*** SOURCE PASSAGE ***

How to move boot partition to the front ?
When I try to boot my HDD, it shows me an grub error 18. I googled and figured out that, this error is displayed when the disk is larger than than what BIOS can handle.
The solution to this is to either update the BIOS or move the boot partition to the front. I cannot update the BIOS because this is a proprietary BIOS. The best option for me is to move the boot partition to the front. But I am pretty new to linux in this matter. Can anyone please explain me from the scratch on how to do move the boot partition to the front?
I found this link useful:
I am using RHEL 5 and the grub.conf has two kernels in it.
What does it mean by moving the boot partition to the front ?
I would appreciate your help. Thanks in advance.
It ain't that easy - especially without any info. Post the output (say from a liveCD) from "/sbin/fdisk -l" (that's a lower case ell, as in list)
You might need to be root.
Back up the data and re-create the partition, so the partition that stores /boot is in the front or is created first. Then restore the data from the back ups. You could use gpartd, but it is not safe and not predictable. If you are using Windows, GRUB can be install in the root of C in its own directory of course.
Every motherboard uses proprietary BIOS unless the motherboard manufacture is part of OpenBIOS.
Hey, thanks for the super fast replies...Actually, I don't have the disk with me. As soon as I get it, I'll post the output of disk -l and post it !!! But I have a query here...

***

• EXERCISE TASK 1
From the forum thread, list in order the steps the reply beginning "Back up the data" gives for putting the /boot partition at the front.
• EXERCISE TASK 2
Answer these from the forum thread:
(a) What grub error number appears when the poster tries to boot the HDD?
(b) Which operating system and version is the poster using?
(c) What command's output does the reply beginning "It ain't that easy" ask the poster to post?

*** DATASET CONTENT ***

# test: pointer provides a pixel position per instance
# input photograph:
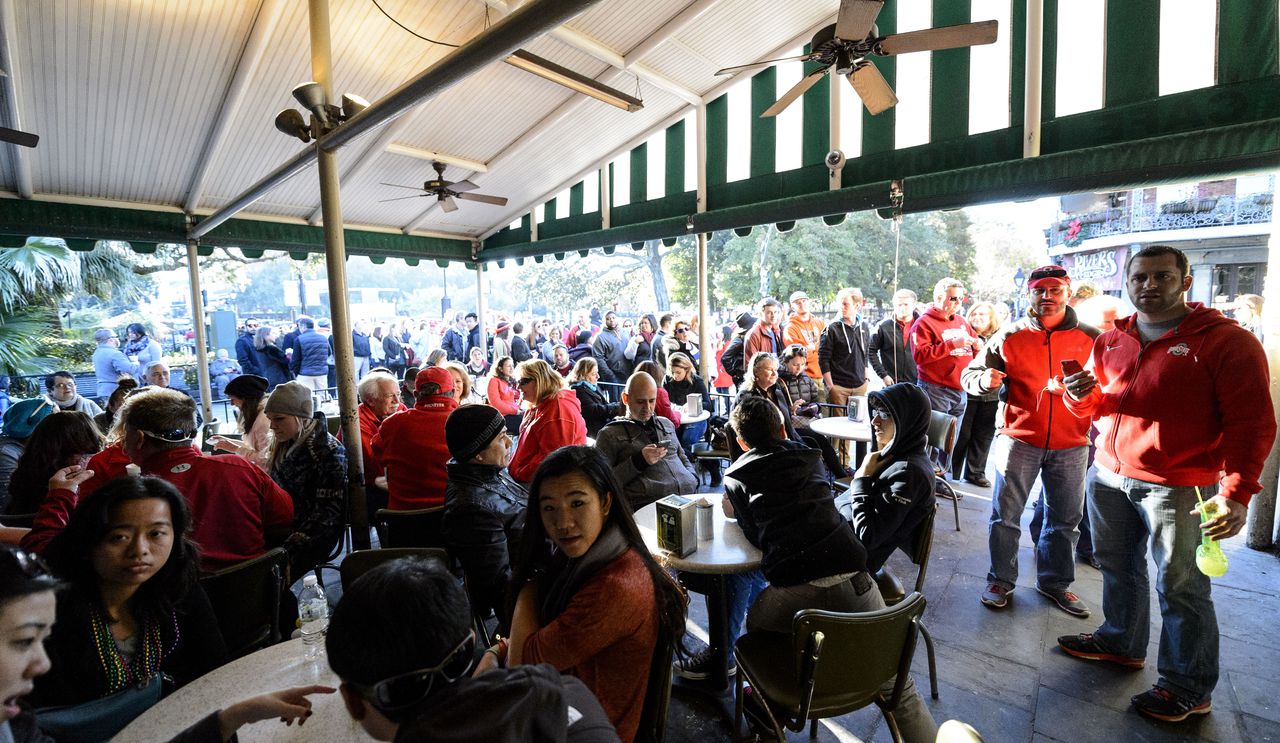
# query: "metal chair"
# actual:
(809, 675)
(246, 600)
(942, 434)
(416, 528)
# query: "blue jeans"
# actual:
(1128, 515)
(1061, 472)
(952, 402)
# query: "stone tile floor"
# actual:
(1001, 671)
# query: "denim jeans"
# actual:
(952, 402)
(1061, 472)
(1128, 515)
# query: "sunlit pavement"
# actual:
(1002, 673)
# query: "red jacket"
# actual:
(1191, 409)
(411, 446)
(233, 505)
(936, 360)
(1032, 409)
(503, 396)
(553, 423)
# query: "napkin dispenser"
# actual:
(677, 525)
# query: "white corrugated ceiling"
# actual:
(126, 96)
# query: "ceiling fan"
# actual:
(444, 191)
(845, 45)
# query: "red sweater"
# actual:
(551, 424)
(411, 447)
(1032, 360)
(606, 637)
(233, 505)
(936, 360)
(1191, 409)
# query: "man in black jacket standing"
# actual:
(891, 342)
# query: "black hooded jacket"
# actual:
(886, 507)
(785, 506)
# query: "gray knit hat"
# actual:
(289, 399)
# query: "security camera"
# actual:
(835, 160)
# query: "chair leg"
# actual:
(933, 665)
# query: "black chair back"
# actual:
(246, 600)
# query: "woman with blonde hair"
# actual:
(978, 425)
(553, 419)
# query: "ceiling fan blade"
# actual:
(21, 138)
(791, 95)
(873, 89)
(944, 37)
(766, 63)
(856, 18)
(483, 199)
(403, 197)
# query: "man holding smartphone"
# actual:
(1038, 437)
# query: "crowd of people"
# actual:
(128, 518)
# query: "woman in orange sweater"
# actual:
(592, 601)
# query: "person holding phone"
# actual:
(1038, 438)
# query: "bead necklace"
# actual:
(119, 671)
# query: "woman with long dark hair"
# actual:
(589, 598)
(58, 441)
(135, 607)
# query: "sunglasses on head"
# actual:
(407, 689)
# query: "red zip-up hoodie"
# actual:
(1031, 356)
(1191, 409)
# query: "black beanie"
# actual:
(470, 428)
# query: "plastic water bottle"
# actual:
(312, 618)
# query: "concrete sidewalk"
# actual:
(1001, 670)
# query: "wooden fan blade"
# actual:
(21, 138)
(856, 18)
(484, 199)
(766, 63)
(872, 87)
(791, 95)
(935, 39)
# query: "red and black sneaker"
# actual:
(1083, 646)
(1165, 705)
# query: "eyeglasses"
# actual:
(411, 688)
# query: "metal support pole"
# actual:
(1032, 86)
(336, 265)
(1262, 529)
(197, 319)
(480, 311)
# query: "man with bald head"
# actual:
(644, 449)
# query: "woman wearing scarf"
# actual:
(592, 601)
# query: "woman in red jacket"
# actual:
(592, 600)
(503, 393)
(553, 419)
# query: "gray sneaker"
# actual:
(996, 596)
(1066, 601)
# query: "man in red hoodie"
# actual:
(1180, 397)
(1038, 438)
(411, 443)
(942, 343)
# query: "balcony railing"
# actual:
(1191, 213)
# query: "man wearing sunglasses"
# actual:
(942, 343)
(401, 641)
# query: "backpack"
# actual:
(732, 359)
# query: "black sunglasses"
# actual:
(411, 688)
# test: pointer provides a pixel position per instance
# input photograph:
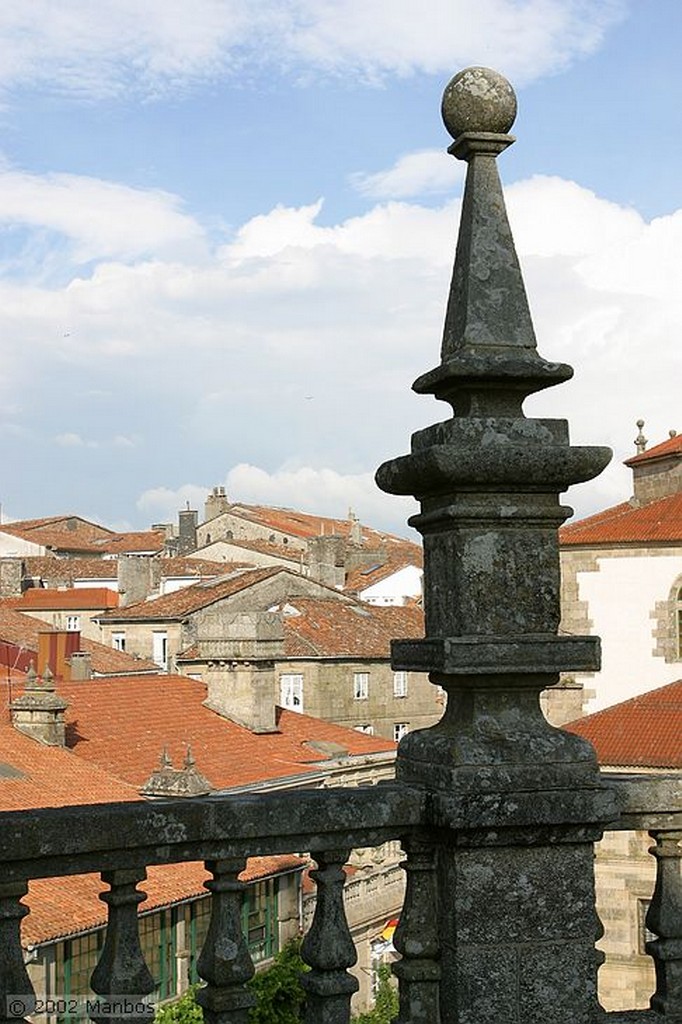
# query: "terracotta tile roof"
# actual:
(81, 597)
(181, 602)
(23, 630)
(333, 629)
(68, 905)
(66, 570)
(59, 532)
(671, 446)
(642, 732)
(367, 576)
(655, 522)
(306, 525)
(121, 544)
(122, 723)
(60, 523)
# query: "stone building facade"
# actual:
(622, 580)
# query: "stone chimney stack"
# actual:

***

• WORKED ANSWER 1
1. Back up the data.
2. Re-create the partition so that the partition storing /boot is at the front or is created first.
3. Restore the data from the backups.

• WORKED ANSWER 2
(a) Grub error 18.
(b) RHEL 5.
(c) "/sbin/fdisk -l"